作業の指示 -> 川中島の戦いを紹介する文章について、最後の文の後から続きを書き進めてください。

本文抜粋 ->
========================
永禄4年9月10日 歴史的な激戦となった川中島の戦い

2022-09-10 13:06:54 | イベント
戦国時代で激戦といえば、皆さんはどの合戦を思い浮かべますか?
各地方の各大名ごとに大合戦はいくつもあると思いますが、
歴史上有名な合戦として、武田信玄と上杉謙信が戦った川中島の戦いは
間違いなくそのうちの一つと言えると思います。

信玄ミュージアムでは、これまでもお知らせしてきましたとおり、
無料エリアの常設展示室で参加型企画展
「決戦川中島 武田・上杉勝者はどっち?」を
7月20日(水)から9月30日(金)まで開催しています。
残すところ3週間となりましたが、昨日までに4000人超の投票をいただきました。
現時点で6:4で武田勢が優勢となっています。

戦から約460年が経ち、激戦地も市街地化して様変わりいたしました。
========================
元の一覧 ->
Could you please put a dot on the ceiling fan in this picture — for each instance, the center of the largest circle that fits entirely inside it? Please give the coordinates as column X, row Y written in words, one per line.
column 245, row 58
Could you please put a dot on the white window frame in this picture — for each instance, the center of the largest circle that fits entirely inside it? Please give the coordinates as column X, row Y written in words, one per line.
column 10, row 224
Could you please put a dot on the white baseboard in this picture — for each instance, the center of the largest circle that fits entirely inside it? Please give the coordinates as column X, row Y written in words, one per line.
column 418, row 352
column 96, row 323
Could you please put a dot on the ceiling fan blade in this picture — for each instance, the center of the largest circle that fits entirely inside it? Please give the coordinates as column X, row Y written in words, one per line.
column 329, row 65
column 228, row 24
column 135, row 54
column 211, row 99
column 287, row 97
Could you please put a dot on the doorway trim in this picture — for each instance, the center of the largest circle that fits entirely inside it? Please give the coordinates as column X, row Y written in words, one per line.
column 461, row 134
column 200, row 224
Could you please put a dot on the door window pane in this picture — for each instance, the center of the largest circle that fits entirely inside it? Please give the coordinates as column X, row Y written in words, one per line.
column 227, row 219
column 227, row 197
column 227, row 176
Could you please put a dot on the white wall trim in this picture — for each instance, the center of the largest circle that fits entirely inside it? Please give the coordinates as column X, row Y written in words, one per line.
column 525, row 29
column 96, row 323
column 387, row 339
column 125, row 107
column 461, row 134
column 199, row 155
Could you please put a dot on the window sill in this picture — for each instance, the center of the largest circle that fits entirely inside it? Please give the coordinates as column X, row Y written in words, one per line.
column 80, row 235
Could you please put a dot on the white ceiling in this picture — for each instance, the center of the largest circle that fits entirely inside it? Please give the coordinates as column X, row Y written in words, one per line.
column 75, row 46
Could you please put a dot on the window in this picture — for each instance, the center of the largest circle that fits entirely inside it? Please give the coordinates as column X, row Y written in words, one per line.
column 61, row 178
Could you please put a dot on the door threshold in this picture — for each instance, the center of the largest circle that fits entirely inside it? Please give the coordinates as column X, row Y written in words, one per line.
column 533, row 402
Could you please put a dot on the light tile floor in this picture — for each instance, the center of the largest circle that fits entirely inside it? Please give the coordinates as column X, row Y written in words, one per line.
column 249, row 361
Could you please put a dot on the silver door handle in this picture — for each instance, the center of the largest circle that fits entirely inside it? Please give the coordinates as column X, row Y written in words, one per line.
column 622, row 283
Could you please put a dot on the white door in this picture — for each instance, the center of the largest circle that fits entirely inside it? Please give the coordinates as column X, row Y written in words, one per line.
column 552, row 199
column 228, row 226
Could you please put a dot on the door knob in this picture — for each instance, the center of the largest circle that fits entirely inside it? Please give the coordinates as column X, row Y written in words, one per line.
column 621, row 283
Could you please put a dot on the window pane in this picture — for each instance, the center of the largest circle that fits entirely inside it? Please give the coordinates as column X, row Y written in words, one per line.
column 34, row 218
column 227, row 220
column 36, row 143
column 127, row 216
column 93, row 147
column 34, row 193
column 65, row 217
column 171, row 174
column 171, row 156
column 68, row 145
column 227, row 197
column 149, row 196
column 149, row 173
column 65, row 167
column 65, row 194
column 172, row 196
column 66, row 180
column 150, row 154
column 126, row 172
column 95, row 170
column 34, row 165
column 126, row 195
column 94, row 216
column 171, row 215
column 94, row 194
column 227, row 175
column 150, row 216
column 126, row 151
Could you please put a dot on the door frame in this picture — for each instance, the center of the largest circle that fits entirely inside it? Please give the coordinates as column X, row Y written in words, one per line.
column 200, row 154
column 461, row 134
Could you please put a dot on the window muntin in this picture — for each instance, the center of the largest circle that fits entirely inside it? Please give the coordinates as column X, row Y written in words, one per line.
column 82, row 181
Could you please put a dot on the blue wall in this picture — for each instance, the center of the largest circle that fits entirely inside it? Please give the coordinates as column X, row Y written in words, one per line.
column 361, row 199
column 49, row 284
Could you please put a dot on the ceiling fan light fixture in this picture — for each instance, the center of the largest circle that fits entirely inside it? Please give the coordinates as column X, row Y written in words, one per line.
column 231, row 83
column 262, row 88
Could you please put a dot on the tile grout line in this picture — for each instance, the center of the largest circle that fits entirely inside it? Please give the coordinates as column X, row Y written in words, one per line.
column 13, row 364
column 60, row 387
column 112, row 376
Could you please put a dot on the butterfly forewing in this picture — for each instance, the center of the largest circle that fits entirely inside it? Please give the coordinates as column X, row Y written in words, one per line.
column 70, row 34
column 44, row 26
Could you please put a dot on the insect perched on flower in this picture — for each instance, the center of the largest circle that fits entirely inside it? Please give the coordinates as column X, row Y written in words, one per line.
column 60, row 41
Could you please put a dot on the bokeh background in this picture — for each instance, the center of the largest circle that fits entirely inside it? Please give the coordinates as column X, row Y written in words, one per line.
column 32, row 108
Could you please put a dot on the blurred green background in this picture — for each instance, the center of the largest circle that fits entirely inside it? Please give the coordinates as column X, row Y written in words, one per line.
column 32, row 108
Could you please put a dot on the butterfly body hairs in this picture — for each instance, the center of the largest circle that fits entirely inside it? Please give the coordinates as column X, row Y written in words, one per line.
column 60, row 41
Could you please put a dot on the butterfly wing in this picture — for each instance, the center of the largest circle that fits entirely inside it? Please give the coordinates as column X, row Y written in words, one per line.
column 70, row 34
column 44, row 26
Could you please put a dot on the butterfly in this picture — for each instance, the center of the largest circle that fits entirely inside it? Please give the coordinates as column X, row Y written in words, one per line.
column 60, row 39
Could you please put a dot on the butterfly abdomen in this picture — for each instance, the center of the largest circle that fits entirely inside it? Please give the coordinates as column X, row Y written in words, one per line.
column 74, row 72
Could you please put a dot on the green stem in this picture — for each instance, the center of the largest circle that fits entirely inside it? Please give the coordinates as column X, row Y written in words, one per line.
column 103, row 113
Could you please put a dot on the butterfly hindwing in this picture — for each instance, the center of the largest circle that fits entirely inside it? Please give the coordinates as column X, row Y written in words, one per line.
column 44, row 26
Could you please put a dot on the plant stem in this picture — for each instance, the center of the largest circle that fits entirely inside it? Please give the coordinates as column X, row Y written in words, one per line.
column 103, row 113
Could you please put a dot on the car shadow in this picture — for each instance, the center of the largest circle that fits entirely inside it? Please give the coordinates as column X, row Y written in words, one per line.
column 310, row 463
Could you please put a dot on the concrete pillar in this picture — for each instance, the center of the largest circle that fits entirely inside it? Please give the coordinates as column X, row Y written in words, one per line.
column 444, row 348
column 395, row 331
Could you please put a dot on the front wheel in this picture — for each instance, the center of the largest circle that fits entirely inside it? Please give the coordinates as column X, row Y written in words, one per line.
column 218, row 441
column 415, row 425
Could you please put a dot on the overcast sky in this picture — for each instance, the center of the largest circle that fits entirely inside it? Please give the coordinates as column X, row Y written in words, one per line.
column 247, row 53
========================
回答文 ->
第4次川中島の戦いは八幡原の戦いとも言われますが、
その名の由来となりました八幡神社一帯は史跡公園となり、
そして園内には長野市立博物館も所在しています。
神社の隣には合戦の激しさを象徴する両軍大将の一騎打ちの銅像も。
戦は、9月9日から夜から動き出します。
山本菅助らの献策を用いて武田勢は軍を2つに分け、本隊は八幡原へ布陣し、
別働隊は上杉謙信が陣を置いた妻女山へ。
別働隊が背後から急襲し、撤退する上杉軍を八幡原に布陣した本隊で殲滅する
作戦をとりましたが、謙信に見破られて武田軍は窮地に陥りました。
その後、別働隊が到着して形勢逆転となり、上杉勢の撤退で幕が下りた、
そう一般的に伝えられています。

ところが、非常に有名な戦であったにもかかわらず、遺された史料が少なく、
戦の実態は明らかではありません。
私たちがビジュアルで目にし、知っている川中島の戦いのストーリーは、
いずれも武田側の『甲陽軍鑑』、上杉側の『北越軍記』など
後世の編纂物で語られたものであり、事実を記録したものではないものを
事実だったかのように信じているということです。
そのため、いまだに不可解な謎も多いわけでして、
例えば、なぜ上杉謙信は海津城の先に位置する妻女山に布陣したのか?
あるいは、現実的に妻女山に万の軍勢が収まったのか?
武田の別働隊も同じく大軍がどうやって狭い尾根を伝って進めたのか?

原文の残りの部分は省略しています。